### [STATED EXERCISE]
Format the lines below as a numbered list, skipping any blank lines and leaving the pictures out of the output.

### [DATA PROVIDED]

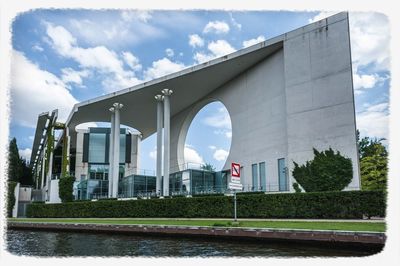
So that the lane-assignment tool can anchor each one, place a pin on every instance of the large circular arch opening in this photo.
(208, 138)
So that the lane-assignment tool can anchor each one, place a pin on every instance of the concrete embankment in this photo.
(239, 233)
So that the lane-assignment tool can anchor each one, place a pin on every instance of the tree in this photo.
(328, 171)
(208, 167)
(14, 162)
(369, 147)
(373, 163)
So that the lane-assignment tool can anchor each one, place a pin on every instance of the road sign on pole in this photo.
(235, 170)
(235, 186)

### [ANSWER FOR THE TASK]
1. So that the lane-assignment tool can anchor each one, place a pin on every instance of the large circular arch opening in this photo.
2. (208, 138)
3. So that the lane-assignment tool can anchor each one, place a pin on every instance of the concrete embankment in this photo.
4. (239, 233)
5. So that the lane-assignment tool can anchor each one, place a pin on every instance of the tree in this photo.
6. (328, 171)
7. (208, 167)
8. (14, 162)
9. (369, 147)
10. (373, 163)
11. So that the lane-assignment tool can anchor each one, place a pin on every instance of the road sign on pole in this photo.
12. (235, 170)
13. (235, 186)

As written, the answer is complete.